## TEXT SHOWN

((

Translation:The Origins of Statics/Chapter 4

One would arrange more willingly the question of perpetual motion in Dynamics than in Statics; but, for Leonardo da Vinci and for Cardan, no more than for Aristotle, there does not exist between the two sciences any insurmountable barrier. On the other hand, the impossibility of perpetual motion has been admitted, by Galileo and Stevin, as an axiom suitable to base certain demonstrations of Statics; and Galileo and Stevin would have read the writings of Cardan, where they would have drawn their confidence in this axiom; and Cardan, writing against perpetual motion, had not done but summarize the sparse notes of Leonardo da Vinci. We would not have the familiarity therefore to produce an idea neat and complete of the origins of Statics if we did not pass in review the objections that Leonardo da Vinci and Cardan have opposed to the perpetuum mobile.

The search for perpetual motion is the generic name by which one designates two distinct utopias, the search for the perpetual mover and the search for the perpetually moved.

The broadest of these utopias, the search for the perpetual mover, is the error of the miller who, in his reservoir, detains a determined mass of water, allows it to fall from a determined height and who would want without adding a pint to this water, without adding an inch to the height of his reservoir, to combine some marvelous gears which would permit him to grind as much grain as it would please him to.

We have seen with what precision the great hydaulicist that is Leonardo brings back to their just measure the ambitions of our miller. As he sets on his wheel one hundred millstones in the place of one; each one of them to him would grind one hundred times less grain. A given weight, falling from a given height, represents a determined motive power; this power, one can morsel it out, to variegate the work from it to infinity; one will not increase it.

This truth cuts short the hopes of the one who searches for a perpetual mover; it leaves the field free to the dreams of the one who pursues the realization of a perpetually moved.

Without asking from an engine any exterior mechanical effect, but also without exerting on it any action, could one not see this engine, once set in oscillation, moving indefinitely? Could one not, for example, construct a wheel so perfect that once launched, it would turn around its axis without ever stopping? Could one not arrange a clock from weights exactly equal, where the weight which reached the height of its course would descend in its turn while raising again the weight of which the fall had caused its ascension, in such a way that this perpetual clock would wind itself?

))

## ITEMS
((

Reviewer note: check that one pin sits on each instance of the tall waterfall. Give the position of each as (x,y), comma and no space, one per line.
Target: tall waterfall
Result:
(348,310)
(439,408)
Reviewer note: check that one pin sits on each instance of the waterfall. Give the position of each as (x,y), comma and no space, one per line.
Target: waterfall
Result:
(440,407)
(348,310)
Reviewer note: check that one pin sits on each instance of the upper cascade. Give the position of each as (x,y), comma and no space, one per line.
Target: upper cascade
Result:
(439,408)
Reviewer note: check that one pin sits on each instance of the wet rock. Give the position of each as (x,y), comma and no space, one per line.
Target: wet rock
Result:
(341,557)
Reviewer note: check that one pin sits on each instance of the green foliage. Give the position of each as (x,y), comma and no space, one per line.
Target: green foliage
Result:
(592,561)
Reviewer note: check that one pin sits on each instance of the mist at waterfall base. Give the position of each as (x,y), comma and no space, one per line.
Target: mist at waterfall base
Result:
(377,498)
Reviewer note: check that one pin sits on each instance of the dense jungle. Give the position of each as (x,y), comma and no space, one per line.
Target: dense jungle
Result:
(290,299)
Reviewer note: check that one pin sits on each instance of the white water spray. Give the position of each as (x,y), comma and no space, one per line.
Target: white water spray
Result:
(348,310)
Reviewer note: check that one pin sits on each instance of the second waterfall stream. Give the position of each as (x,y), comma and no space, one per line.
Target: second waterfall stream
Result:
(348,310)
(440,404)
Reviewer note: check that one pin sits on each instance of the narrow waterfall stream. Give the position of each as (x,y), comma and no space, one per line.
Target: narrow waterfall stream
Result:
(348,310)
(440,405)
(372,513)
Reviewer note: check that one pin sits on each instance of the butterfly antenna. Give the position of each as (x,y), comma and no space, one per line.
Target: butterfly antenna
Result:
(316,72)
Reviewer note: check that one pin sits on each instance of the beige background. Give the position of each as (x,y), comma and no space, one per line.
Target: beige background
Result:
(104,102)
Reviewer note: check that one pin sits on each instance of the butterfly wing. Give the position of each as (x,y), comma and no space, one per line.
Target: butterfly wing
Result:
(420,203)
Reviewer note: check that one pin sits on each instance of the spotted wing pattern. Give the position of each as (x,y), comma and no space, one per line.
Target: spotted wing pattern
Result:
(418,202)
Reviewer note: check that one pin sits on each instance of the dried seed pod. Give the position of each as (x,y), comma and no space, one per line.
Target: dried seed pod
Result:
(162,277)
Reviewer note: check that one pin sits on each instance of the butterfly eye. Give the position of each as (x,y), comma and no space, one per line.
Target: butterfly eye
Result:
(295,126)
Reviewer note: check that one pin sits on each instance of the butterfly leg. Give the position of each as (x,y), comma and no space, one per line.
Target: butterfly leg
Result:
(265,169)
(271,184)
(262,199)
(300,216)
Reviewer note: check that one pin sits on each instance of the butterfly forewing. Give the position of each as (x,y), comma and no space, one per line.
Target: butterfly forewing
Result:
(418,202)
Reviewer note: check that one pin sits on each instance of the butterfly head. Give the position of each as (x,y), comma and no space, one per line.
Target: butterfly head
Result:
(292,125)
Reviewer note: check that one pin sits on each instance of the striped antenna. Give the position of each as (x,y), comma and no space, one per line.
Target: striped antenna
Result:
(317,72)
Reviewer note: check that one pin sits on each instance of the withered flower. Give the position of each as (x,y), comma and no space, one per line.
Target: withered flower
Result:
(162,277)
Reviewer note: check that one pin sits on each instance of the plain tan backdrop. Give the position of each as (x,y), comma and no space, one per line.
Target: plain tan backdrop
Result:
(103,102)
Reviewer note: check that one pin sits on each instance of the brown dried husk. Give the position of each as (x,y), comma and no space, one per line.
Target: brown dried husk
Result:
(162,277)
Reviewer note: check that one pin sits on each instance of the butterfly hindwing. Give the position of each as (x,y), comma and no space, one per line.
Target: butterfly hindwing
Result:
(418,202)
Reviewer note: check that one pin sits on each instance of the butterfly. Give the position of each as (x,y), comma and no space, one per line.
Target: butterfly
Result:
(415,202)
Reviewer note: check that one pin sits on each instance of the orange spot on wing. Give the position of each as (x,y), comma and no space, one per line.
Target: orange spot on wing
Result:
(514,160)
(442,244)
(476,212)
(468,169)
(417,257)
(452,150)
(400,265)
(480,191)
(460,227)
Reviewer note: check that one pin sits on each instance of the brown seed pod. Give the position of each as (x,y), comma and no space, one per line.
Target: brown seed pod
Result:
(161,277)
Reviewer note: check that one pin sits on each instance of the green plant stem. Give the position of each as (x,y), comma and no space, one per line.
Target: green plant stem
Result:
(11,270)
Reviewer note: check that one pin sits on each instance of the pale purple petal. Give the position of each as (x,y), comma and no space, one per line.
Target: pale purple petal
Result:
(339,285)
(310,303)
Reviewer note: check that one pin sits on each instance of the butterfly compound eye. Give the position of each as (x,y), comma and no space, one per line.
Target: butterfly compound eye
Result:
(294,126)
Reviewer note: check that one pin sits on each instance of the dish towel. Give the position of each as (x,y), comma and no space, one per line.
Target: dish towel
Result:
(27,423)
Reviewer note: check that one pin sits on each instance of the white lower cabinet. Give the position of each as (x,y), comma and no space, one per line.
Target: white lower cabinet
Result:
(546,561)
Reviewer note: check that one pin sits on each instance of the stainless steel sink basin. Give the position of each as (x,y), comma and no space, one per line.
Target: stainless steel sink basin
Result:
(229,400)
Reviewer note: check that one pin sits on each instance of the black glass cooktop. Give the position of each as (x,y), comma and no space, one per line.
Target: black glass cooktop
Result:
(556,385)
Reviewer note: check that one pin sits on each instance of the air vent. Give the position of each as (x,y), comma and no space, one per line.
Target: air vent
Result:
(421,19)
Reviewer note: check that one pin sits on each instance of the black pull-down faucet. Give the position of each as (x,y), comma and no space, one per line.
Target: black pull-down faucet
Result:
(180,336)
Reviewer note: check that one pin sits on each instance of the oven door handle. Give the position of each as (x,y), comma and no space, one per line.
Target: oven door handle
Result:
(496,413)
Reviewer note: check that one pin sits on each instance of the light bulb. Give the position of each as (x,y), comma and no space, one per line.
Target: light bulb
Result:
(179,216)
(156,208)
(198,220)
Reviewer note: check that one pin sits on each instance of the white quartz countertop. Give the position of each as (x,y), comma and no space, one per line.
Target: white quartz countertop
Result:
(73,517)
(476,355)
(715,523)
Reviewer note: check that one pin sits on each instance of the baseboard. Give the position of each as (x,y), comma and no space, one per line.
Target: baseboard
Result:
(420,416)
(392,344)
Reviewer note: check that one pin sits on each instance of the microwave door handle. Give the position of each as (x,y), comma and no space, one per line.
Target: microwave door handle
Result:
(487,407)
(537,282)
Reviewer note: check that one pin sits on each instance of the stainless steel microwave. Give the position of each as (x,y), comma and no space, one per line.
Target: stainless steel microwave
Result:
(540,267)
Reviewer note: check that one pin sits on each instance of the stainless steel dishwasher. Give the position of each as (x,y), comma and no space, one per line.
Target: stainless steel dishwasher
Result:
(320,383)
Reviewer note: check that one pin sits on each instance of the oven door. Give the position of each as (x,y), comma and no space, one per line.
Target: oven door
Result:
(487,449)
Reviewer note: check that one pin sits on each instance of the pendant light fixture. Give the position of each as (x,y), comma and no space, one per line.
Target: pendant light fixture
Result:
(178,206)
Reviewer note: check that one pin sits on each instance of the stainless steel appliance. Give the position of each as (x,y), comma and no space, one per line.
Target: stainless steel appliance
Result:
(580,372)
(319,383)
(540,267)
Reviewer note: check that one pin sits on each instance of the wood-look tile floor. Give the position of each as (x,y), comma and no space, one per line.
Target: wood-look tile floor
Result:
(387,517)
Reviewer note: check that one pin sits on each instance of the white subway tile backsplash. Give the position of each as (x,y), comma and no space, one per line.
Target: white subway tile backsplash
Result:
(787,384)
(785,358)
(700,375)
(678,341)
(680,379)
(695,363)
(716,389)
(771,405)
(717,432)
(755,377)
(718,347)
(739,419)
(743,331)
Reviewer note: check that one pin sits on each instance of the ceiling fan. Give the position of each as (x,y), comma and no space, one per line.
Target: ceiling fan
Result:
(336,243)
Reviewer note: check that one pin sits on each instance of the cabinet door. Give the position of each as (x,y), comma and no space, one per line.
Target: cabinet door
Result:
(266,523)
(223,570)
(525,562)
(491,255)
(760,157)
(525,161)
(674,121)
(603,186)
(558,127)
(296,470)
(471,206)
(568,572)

))

## GOAL
Copy out the whole passage above on perpetual motion word for word, from its title line through its closing question.

## ANSWER TO THIS PROBLEM
Translation:The Origins of Statics/Chapter 4

One would arrange more willingly the question of perpetual motion in Dynamics than in Statics; but, for Leonardo da Vinci and for Cardan, no more than for Aristotle, there does not exist between the two sciences any insurmountable barrier. On the other hand, the impossibility of perpetual motion has been admitted, by Galileo and Stevin, as an axiom suitable to base certain demonstrations of Statics; and Galileo and Stevin would have read the writings of Cardan, where they would have drawn their confidence in this axiom; and Cardan, writing against perpetual motion, had not done but summarize the sparse notes of Leonardo da Vinci. We would not have the familiarity therefore to produce an idea neat and complete of the origins of Statics if we did not pass in review the objections that Leonardo da Vinci and Cardan have opposed to the perpetuum mobile.

The search for perpetual motion is the generic name by which one designates two distinct utopias, the search for the perpetual mover and the search for the perpetually moved.

The broadest of these utopias, the search for the perpetual mover, is the error of the miller who, in his reservoir, detains a determined mass of water, allows it to fall from a determined height and who would want without adding a pint to this water, without adding an inch to the height of his reservoir, to combine some marvelous gears which would permit him to grind as much grain as it would please him to.

We have seen with what precision the great hydaulicist that is Leonardo brings back to their just measure the ambitions of our miller. As he sets on his wheel one hundred millstones in the place of one; each one of them to him would grind one hundred times less grain. A given weight, falling from a given height, represents a determined motive power; this power, one can morsel it out, to variegate the work from it to infinity; one will not increase it.

This truth cuts short the hopes of the one who searches for a perpetual mover; it leaves the field free to the dreams of the one who pursues the realization of a perpetually moved.

Without asking from an engine any exterior mechanical effect, but also without exerting on it any action, could one not see this engine, once set in oscillation, moving indefinitely? Could one not, for example, construct a wheel so perfect that once launched, it would turn around its axis without ever stopping? Could one not arrange a clock from weights exactly equal, where the weight which reached the height of its course would descend in its turn while raising again the weight of which the fall had caused its ascension, in such a way that this perpetual clock would wind itself?